=== Recorded information ===

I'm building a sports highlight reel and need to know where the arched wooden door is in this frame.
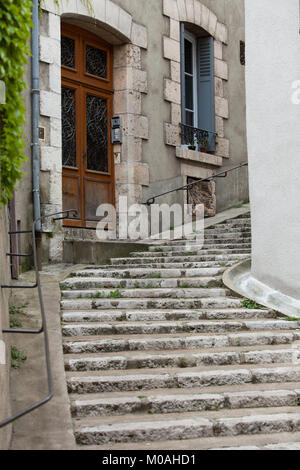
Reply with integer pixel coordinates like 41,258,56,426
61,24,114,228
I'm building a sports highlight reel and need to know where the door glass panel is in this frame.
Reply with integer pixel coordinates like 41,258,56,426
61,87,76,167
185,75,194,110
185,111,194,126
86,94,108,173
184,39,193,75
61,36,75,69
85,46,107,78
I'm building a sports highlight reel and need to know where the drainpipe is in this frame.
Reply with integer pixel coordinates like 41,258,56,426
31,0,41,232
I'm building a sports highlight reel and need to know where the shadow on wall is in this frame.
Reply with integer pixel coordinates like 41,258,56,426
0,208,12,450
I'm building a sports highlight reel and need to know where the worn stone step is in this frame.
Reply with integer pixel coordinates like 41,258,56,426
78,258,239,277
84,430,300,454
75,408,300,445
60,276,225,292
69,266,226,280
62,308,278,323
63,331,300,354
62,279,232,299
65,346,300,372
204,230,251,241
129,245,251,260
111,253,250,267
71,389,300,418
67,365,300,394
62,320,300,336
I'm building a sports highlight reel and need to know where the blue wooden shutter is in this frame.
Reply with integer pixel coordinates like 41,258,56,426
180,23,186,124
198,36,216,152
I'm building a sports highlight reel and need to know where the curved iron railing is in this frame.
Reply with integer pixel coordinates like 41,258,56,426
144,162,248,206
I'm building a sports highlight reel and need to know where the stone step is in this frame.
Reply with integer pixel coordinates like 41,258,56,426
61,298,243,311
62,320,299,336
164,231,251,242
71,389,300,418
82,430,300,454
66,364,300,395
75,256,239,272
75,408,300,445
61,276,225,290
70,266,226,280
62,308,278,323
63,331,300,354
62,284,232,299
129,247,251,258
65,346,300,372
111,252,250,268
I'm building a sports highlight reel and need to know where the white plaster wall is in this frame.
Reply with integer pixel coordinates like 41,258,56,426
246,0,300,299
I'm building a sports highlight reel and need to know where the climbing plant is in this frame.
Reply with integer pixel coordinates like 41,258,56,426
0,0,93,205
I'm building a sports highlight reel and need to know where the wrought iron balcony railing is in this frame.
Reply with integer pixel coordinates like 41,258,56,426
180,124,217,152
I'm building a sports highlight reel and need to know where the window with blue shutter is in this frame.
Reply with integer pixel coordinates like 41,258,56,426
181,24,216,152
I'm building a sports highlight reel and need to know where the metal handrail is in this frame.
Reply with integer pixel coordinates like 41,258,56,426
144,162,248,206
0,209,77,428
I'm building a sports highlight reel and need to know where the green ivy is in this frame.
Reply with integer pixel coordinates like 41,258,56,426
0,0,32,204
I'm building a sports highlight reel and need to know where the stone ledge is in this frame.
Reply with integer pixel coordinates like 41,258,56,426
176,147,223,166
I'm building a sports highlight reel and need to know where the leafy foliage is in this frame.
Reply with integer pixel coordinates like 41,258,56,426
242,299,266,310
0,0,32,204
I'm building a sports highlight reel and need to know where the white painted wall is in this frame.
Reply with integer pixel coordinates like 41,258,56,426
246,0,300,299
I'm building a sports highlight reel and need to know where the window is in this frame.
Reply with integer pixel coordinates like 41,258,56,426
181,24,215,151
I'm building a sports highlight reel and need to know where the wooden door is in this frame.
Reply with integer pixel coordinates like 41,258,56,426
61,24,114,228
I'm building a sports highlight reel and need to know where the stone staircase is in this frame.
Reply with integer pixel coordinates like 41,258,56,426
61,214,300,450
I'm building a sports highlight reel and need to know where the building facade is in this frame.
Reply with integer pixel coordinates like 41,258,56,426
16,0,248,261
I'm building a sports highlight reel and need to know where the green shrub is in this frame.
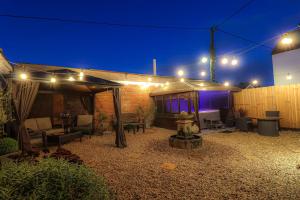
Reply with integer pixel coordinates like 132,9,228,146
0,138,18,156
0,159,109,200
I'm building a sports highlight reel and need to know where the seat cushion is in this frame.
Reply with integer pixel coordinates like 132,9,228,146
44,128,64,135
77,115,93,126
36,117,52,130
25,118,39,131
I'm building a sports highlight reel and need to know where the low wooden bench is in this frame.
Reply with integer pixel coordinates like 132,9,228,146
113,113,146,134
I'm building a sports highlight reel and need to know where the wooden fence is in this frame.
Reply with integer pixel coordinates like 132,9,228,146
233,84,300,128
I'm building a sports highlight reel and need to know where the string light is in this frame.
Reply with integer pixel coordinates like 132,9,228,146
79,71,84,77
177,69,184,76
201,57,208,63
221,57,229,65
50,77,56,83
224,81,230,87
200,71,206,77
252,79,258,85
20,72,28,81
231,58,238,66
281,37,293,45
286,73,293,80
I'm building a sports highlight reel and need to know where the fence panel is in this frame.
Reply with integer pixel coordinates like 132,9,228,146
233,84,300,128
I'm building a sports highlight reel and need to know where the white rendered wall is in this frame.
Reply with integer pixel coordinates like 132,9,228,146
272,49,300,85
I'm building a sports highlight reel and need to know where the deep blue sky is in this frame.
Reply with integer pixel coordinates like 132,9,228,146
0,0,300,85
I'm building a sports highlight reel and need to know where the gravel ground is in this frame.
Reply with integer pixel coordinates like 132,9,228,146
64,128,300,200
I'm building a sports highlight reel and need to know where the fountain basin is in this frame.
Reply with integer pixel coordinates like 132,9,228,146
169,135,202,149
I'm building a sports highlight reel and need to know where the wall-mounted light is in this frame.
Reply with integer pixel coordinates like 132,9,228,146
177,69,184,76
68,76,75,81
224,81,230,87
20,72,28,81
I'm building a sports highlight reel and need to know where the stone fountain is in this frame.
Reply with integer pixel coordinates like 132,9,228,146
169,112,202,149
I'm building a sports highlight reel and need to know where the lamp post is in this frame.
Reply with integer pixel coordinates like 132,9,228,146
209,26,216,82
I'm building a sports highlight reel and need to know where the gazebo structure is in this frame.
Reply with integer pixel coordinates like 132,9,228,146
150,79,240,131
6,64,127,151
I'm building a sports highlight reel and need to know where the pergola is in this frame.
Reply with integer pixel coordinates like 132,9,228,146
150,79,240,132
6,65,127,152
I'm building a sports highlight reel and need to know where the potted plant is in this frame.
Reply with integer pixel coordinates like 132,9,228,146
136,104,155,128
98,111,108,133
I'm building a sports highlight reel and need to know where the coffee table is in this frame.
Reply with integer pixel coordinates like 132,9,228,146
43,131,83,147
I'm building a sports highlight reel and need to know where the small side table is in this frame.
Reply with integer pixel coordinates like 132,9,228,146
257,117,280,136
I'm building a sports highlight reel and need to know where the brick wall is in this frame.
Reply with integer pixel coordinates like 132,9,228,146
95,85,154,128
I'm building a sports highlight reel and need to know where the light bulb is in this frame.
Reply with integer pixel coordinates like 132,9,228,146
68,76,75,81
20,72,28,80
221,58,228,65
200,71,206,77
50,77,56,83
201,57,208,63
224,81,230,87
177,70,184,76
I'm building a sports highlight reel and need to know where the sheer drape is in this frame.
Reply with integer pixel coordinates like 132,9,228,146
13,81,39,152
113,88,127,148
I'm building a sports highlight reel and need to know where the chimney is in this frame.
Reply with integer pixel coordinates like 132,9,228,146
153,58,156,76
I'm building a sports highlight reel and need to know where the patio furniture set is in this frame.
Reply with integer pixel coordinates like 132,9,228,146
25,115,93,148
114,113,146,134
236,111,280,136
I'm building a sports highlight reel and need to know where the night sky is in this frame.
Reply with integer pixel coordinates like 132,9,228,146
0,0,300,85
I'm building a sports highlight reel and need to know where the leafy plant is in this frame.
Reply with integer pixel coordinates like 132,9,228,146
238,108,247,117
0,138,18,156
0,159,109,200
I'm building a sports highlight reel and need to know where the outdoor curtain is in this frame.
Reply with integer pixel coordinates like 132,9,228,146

===

• [What to work on] Retype every one of the records above word for word, omitting the pictures.

• [Result below]
I'm building a sports highlight reel and need to know where the arched wooden door is in this frame.
Reply with integer pixel coordinates like 41,258,56,426
61,24,114,228
I'm building a sports highlight reel and need to know where the door glass panel is in this frame.
Reply with integer pixel coordinates like 41,258,56,426
61,87,76,167
185,75,194,110
185,111,194,126
86,94,108,173
184,39,193,75
61,36,75,69
85,46,107,78
I'm building a sports highlight reel and need to know where the drainpipe is in this frame.
Reply with integer pixel coordinates like 41,258,56,426
31,0,41,232
I'm building a sports highlight reel and need to know where the shadow on wall is in this frame.
Reply with integer pixel coordinates like 41,258,56,426
0,208,12,450
I'm building a sports highlight reel and need to know where the worn stone step is in this frame.
Reply with integer pixel coordinates like 41,258,56,426
78,258,239,277
84,430,300,454
75,408,300,445
60,276,225,292
69,266,226,280
62,308,278,323
63,331,300,354
62,279,232,299
65,346,300,372
204,230,251,241
129,245,251,260
111,253,250,267
71,389,300,418
67,365,300,394
62,320,300,336
I'm building a sports highlight reel and need to know where the blue wooden shutter is in this frame.
Reply with integer pixel coordinates like 41,258,56,426
180,23,186,124
198,36,216,152
I'm building a sports highlight reel and need to know where the curved iron railing is in this frame.
Reply with integer pixel coordinates like 41,258,56,426
144,162,248,206
I'm building a sports highlight reel and need to know where the stone step is in this frame.
Reply with integer pixel coordinates like 41,258,56,426
61,298,243,311
62,320,299,336
164,231,251,242
71,389,300,418
82,430,300,454
66,364,300,395
75,256,239,272
75,408,300,445
61,276,225,290
70,266,226,280
62,308,278,323
63,331,300,354
62,284,232,299
129,247,251,258
65,346,300,372
111,252,250,268
I'm building a sports highlight reel and need to know where the white plaster wall is in this frame.
Reply with integer pixel coordinates like 41,258,56,426
246,0,300,299
I'm building a sports highlight reel and need to know where the climbing plant is in this frame.
Reply with integer pixel coordinates like 41,258,56,426
0,0,93,205
I'm building a sports highlight reel and need to know where the wrought iron balcony railing is in this frame.
Reply with integer pixel coordinates like 41,258,56,426
180,124,217,152
I'm building a sports highlight reel and need to know where the window with blue shutter is in this frame.
Reply with integer pixel coordinates like 41,258,56,426
181,24,216,152
I'm building a sports highlight reel and need to know where the metal handrail is in this frame.
Reply with integer pixel coordinates like 41,258,56,426
144,162,248,206
0,209,77,428
I'm building a sports highlight reel and need to know where the green ivy is in this frame.
Reply with integer pixel coordinates like 41,258,56,426
0,0,32,204
I'm building a sports highlight reel and need to know where the stone ledge is in this frame.
Reply with integer pixel coordinates like 41,258,56,426
176,147,223,166
I'm building a sports highlight reel and need to know where the leafy foliage is in this frame.
Reply with integer pixel coordinates like 41,258,56,426
242,299,266,310
0,0,32,204
I'm building a sports highlight reel and need to know where the white painted wall is in this frame.
Reply with integer pixel coordinates like 41,258,56,426
246,0,300,299
I'm building a sports highlight reel and need to know where the window is in this frame.
Reply with integer pixel coordinates like 41,258,56,426
181,24,215,151
I'm building a sports highlight reel and need to know where the wooden door is in this frame.
Reply with integer pixel coordinates like 41,258,56,426
61,24,114,228
I'm building a sports highlight reel and need to know where the stone staircase is in this frame.
Reply with integer pixel coordinates like 41,258,56,426
61,214,300,450
I'm building a sports highlight reel and need to know where the building facade is in this frame.
Reply with integer pixel coordinates like 41,258,56,426
16,0,248,261
I'm building a sports highlight reel and need to know where the green shrub is in this frame.
Reply with integer pixel coordinates like 132,9,228,146
0,138,18,156
0,159,109,200
I'm building a sports highlight reel and need to know where the seat cushion is in this frame.
Reply with integer pixel coordinates like 132,9,228,146
44,128,64,135
77,115,93,126
36,117,52,130
25,118,39,131
I'm building a sports highlight reel and need to know where the low wooden bench is in this frame.
Reply with integer pixel coordinates like 132,9,228,146
113,113,146,134
I'm building a sports highlight reel and need to know where the wooden fence is in this frame.
Reply with integer pixel coordinates like 132,9,228,146
233,84,300,128
I'm building a sports highlight reel and need to know where the string light is in this frame.
Reply with integer pixel coordinates like 132,9,228,146
79,71,84,77
177,69,184,76
201,57,208,63
221,57,229,65
50,77,56,83
224,81,230,87
200,71,206,77
252,79,258,85
20,72,28,81
231,58,238,66
281,37,293,45
286,73,293,80
I'm building a sports highlight reel and need to know where the fence panel is in this frame.
Reply with integer pixel coordinates like 132,9,228,146
233,84,300,128
I'm building a sports highlight reel and need to know where the white rendered wall is in this frame.
Reply with integer pixel coordinates like 132,9,228,146
272,49,300,85
I'm building a sports highlight reel and need to know where the deep blue sky is in this frame.
Reply with integer pixel coordinates like 132,9,228,146
0,0,300,85
I'm building a sports highlight reel and need to know where the gravel ground is in this frame.
Reply with integer pixel coordinates like 132,9,228,146
64,128,300,200
I'm building a sports highlight reel and need to know where the fountain basin is in this frame.
Reply with integer pixel coordinates like 132,9,228,146
169,135,202,149
I'm building a sports highlight reel and need to know where the wall-mounted light is in this frame.
Reply with integer pixel coordinates like 132,9,228,146
177,69,184,76
68,76,75,81
224,81,230,87
20,72,28,81
I'm building a sports highlight reel and need to know where the stone fountain is in this frame.
Reply with integer pixel coordinates like 132,9,228,146
169,112,202,149
I'm building a sports highlight reel and need to know where the lamp post is in this frame.
Reply with integer pixel coordinates like 132,9,228,146
209,26,216,82
I'm building a sports highlight reel and need to know where the gazebo structure is in this frame.
Reply with integer pixel coordinates like 132,9,228,146
150,79,240,131
6,64,127,151
I'm building a sports highlight reel and need to know where the pergola is in this frame.
Reply with integer pixel coordinates like 132,9,228,146
150,79,240,132
6,65,127,152
I'm building a sports highlight reel and need to know where the potted plant is in this frame.
Reply with integer pixel coordinates like 132,9,228,146
136,104,155,128
98,111,108,133
I'm building a sports highlight reel and need to know where the coffee table is in this frame.
Reply with integer pixel coordinates like 132,9,228,146
43,131,83,147
I'm building a sports highlight reel and need to know where the small side table is in this frame.
Reply with integer pixel coordinates like 132,9,228,146
257,117,280,136
I'm building a sports highlight reel and need to know where the brick wall is in this frame.
Reply with integer pixel coordinates like 132,9,228,146
95,85,154,128
I'm building a sports highlight reel and need to know where the light bulb is in this frame.
Reply with integer pixel coordinates like 132,9,228,146
68,76,75,81
20,72,28,80
221,58,228,65
200,71,206,77
50,77,56,83
201,57,208,63
224,81,230,87
177,70,184,76
I'm building a sports highlight reel and need to know where the sheer drape is in this frame.
Reply with integer pixel coordinates like 132,9,228,146
13,81,39,152
113,88,127,148
I'm building a sports highlight reel and need to know where the chimney is in this frame.
Reply with integer pixel coordinates like 132,9,228,146
153,58,156,76
I'm building a sports highlight reel and need to know where the patio furniture set is in this frame.
Reply with integer pixel coordinates like 132,9,228,146
25,115,93,148
114,113,146,134
236,111,280,136
I'm building a sports highlight reel and need to know where the night sky is in this frame.
Reply with integer pixel coordinates like 132,9,228,146
0,0,300,85
I'm building a sports highlight reel and need to know where the leafy plant is in this frame.
Reply with integer pixel coordinates like 132,9,228,146
238,108,247,117
0,138,18,156
0,159,109,200
I'm building a sports highlight reel and need to know where the outdoor curtain is in this frame.
Reply with integer pixel coordinates like 132,9,228,146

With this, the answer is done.